- [Task objective]:
Copy all of the records below verbatim.

Start of Data provided

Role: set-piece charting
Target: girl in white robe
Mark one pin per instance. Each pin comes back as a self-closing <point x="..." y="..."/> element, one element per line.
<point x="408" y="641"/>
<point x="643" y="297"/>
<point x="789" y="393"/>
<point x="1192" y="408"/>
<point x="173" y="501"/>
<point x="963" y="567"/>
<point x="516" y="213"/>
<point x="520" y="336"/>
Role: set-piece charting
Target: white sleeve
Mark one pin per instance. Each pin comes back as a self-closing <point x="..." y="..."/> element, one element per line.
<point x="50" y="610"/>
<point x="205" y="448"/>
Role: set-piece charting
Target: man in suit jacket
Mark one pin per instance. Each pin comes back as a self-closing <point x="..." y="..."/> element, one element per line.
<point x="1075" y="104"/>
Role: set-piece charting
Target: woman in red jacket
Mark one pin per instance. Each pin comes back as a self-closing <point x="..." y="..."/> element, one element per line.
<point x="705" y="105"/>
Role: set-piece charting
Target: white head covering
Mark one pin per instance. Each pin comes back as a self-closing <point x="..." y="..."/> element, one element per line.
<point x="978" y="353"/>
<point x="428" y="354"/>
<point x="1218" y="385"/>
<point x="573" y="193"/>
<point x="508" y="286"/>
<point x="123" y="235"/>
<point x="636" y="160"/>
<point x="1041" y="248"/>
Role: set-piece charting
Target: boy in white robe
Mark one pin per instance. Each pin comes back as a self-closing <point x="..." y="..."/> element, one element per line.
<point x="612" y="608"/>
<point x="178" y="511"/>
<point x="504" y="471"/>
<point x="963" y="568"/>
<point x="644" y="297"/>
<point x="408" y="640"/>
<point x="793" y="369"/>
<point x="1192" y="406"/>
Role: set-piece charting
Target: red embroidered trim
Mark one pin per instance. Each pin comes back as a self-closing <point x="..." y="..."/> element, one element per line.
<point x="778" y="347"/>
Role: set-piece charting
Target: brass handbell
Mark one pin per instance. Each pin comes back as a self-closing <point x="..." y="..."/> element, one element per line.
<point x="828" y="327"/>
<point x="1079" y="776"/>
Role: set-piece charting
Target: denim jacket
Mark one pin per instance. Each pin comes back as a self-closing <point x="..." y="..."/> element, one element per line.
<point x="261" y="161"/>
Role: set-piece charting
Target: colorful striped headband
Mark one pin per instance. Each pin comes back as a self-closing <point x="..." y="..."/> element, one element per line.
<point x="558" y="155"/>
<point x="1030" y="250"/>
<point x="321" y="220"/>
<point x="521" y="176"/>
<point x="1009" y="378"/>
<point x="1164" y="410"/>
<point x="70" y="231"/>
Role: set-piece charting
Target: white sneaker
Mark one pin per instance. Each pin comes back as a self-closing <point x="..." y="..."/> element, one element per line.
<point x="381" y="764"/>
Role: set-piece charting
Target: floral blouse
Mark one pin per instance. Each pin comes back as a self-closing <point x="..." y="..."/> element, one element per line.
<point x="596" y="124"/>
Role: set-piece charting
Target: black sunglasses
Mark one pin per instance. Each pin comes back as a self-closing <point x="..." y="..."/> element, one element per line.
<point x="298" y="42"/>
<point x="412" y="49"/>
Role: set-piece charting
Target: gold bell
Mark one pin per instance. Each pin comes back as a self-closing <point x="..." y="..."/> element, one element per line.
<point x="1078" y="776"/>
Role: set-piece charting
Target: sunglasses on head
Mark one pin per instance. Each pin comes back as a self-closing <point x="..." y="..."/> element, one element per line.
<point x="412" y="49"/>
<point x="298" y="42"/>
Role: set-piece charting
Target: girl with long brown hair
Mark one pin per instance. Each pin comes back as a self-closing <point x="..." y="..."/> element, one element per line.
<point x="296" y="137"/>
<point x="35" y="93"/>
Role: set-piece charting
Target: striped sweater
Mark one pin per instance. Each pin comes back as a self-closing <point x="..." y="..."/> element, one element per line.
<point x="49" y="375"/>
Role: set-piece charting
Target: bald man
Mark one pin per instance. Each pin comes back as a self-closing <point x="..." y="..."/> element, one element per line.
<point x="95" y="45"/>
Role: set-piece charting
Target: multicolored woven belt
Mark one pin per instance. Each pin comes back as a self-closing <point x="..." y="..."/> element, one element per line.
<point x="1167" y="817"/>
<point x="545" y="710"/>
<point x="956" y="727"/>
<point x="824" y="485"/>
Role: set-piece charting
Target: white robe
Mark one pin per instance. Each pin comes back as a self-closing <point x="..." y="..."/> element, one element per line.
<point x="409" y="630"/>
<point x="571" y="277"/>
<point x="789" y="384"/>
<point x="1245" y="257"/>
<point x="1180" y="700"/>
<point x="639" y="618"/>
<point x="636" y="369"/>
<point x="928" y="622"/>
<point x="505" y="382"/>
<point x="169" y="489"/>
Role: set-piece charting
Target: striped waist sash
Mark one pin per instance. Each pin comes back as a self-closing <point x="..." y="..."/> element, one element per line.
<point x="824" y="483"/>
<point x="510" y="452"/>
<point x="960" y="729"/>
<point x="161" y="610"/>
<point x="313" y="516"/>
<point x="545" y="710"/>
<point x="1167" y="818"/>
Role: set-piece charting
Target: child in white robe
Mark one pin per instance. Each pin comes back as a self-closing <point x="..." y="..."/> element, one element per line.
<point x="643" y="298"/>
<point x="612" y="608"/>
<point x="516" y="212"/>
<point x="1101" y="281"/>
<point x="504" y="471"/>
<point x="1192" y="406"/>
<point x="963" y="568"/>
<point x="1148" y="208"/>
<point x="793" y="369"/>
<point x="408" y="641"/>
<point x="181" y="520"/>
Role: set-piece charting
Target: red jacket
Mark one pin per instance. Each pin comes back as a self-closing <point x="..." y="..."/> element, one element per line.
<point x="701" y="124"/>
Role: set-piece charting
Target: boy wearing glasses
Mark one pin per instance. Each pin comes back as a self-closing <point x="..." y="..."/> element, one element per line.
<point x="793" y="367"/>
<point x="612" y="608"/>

End of Data provided

- [Reply]:
Role: set-piece charting
Target: girl in white robe
Mark one pin per instance. Each pin comes back as a self-closing <point x="..." y="..."/> element, one element per line.
<point x="408" y="641"/>
<point x="643" y="297"/>
<point x="789" y="393"/>
<point x="1192" y="408"/>
<point x="173" y="501"/>
<point x="963" y="567"/>
<point x="516" y="213"/>
<point x="520" y="336"/>
Role: set-piece charting
Target: white sleeve
Mark one pin per instance. Each pin comes back as a self-closing <point x="..." y="..."/> element, one element per line.
<point x="50" y="610"/>
<point x="205" y="448"/>
Role: set-piece charting
Target: man in suit jacket
Mark one pin per instance. Each pin comes back as a self-closing <point x="..." y="..."/> element, one element per line.
<point x="1075" y="104"/>
Role: set-piece charting
Target: woman in red jacket
Mark one pin per instance. Each pin comes back as a self-closing <point x="..." y="..."/> element, one element per line.
<point x="705" y="105"/>
Role: set-piece charting
Target: white head covering
Mark one pin per instance. Each pin comes back as a self-closing <point x="..." y="..."/> element, one element per line.
<point x="978" y="353"/>
<point x="428" y="354"/>
<point x="1218" y="385"/>
<point x="573" y="193"/>
<point x="508" y="286"/>
<point x="123" y="235"/>
<point x="636" y="160"/>
<point x="1041" y="248"/>
Role: set-piece charting
Target: boy in white robe
Mark one pin per instance. Each pin comes back as a self-closing <point x="..." y="..."/> element, one element per line.
<point x="612" y="608"/>
<point x="178" y="511"/>
<point x="504" y="471"/>
<point x="963" y="568"/>
<point x="644" y="297"/>
<point x="408" y="640"/>
<point x="793" y="369"/>
<point x="1192" y="406"/>
Role: set-piece charting
Target: red embroidered trim
Mark one pin per instance. Each pin comes back as a self-closing <point x="..." y="..."/> element, one element per line.
<point x="778" y="347"/>
Role: set-piece charting
Target: brass handbell
Mark one pin per instance. Each pin comes back as a self-closing <point x="..." y="..."/> element, one element per line.
<point x="828" y="327"/>
<point x="1079" y="776"/>
Role: set-piece charting
Target: denim jacket
Mark one pin per instance. Each pin comes back as a self-closing <point x="..." y="..."/> element, one element per line.
<point x="261" y="161"/>
Role: set-piece charting
Target: colorful striped headband
Mark one pin per instance. Each pin comes back as a self-closing <point x="..." y="..."/> element, one element per line.
<point x="558" y="155"/>
<point x="1030" y="250"/>
<point x="321" y="220"/>
<point x="521" y="176"/>
<point x="1009" y="378"/>
<point x="1164" y="410"/>
<point x="70" y="231"/>
Role: set-piece charting
Target: white sneaker
Mark one pin per instance. Each pin comes back as a self-closing <point x="..." y="..."/> element, one element per line.
<point x="381" y="764"/>
Role: set-piece charting
Target: floral blouse
Mark one pin per instance. Each pin comes back as a self-closing <point x="..." y="..."/> element, one element per line.
<point x="596" y="124"/>
Role: set-piece charting
Target: black sunglasses
Mark one pin per instance. Each pin comes back as a self-closing <point x="..." y="..."/> element, one element per line.
<point x="298" y="42"/>
<point x="412" y="49"/>
Role: set-piece charting
Target: gold bell
Mark one pin per instance. Each pin comes back as a self-closing <point x="..." y="..."/> element, one element per line.
<point x="1078" y="776"/>
Role: set-piece charting
Target: sunglasses on head
Mark one pin per instance. Each pin comes back as a self-closing <point x="..." y="..."/> element, one element per line.
<point x="412" y="49"/>
<point x="298" y="42"/>
Role: set-piece charting
Target: girl with long brown hair
Mark one pin per instance. Each pin comes back as a self-closing <point x="..." y="..."/> element, one element per line.
<point x="296" y="137"/>
<point x="35" y="93"/>
Role: set-piece charting
Target: striped sweater
Mark one pin per instance. Each pin comes back as a self-closing <point x="..." y="..."/> element, one element per line.
<point x="49" y="375"/>
Role: set-piece charting
Target: bald man
Mark one pin per instance. Each pin comes back as a self-closing <point x="..." y="..."/> element, one element per line.
<point x="95" y="45"/>
Role: set-piece charting
Target: multicolored woven belt
Mark one pin per instance. Each pin comes back as a self-closing <point x="..." y="..."/> element, one element per line.
<point x="1167" y="817"/>
<point x="545" y="710"/>
<point x="956" y="727"/>
<point x="824" y="485"/>
Role: set-piece charting
Target: white robe
Mark one pin per instance. Each pin comes back as a self-closing <point x="..." y="..."/> element, one element per line.
<point x="409" y="630"/>
<point x="571" y="277"/>
<point x="789" y="384"/>
<point x="1245" y="257"/>
<point x="1180" y="700"/>
<point x="639" y="618"/>
<point x="636" y="369"/>
<point x="928" y="622"/>
<point x="505" y="382"/>
<point x="169" y="489"/>
Role: set-piece charting
Target: striped waist sash
Mark one pin per instance. Each pin comes back as a self-closing <point x="..." y="..."/> element, one element per line.
<point x="824" y="483"/>
<point x="510" y="452"/>
<point x="960" y="729"/>
<point x="161" y="610"/>
<point x="313" y="516"/>
<point x="545" y="710"/>
<point x="1167" y="818"/>
Role: set-piece charting
Target: child in white robe
Mark one pin per instance. Each pin comes back as a self-closing <point x="..." y="..."/> element, one element per line.
<point x="643" y="298"/>
<point x="612" y="608"/>
<point x="516" y="212"/>
<point x="1101" y="281"/>
<point x="504" y="471"/>
<point x="1192" y="406"/>
<point x="963" y="568"/>
<point x="1148" y="208"/>
<point x="793" y="369"/>
<point x="408" y="641"/>
<point x="181" y="520"/>
Role: set-piece charting
Target: red jacket
Mark one pin per instance. Each pin comes back as a self-closing <point x="..." y="..."/> element, one element per line.
<point x="701" y="124"/>
Role: set-piece charting
Target: boy wearing glasses
Mark one pin per instance. Each pin comes back as a self-closing <point x="..." y="..."/> element, one element per line.
<point x="793" y="367"/>
<point x="612" y="608"/>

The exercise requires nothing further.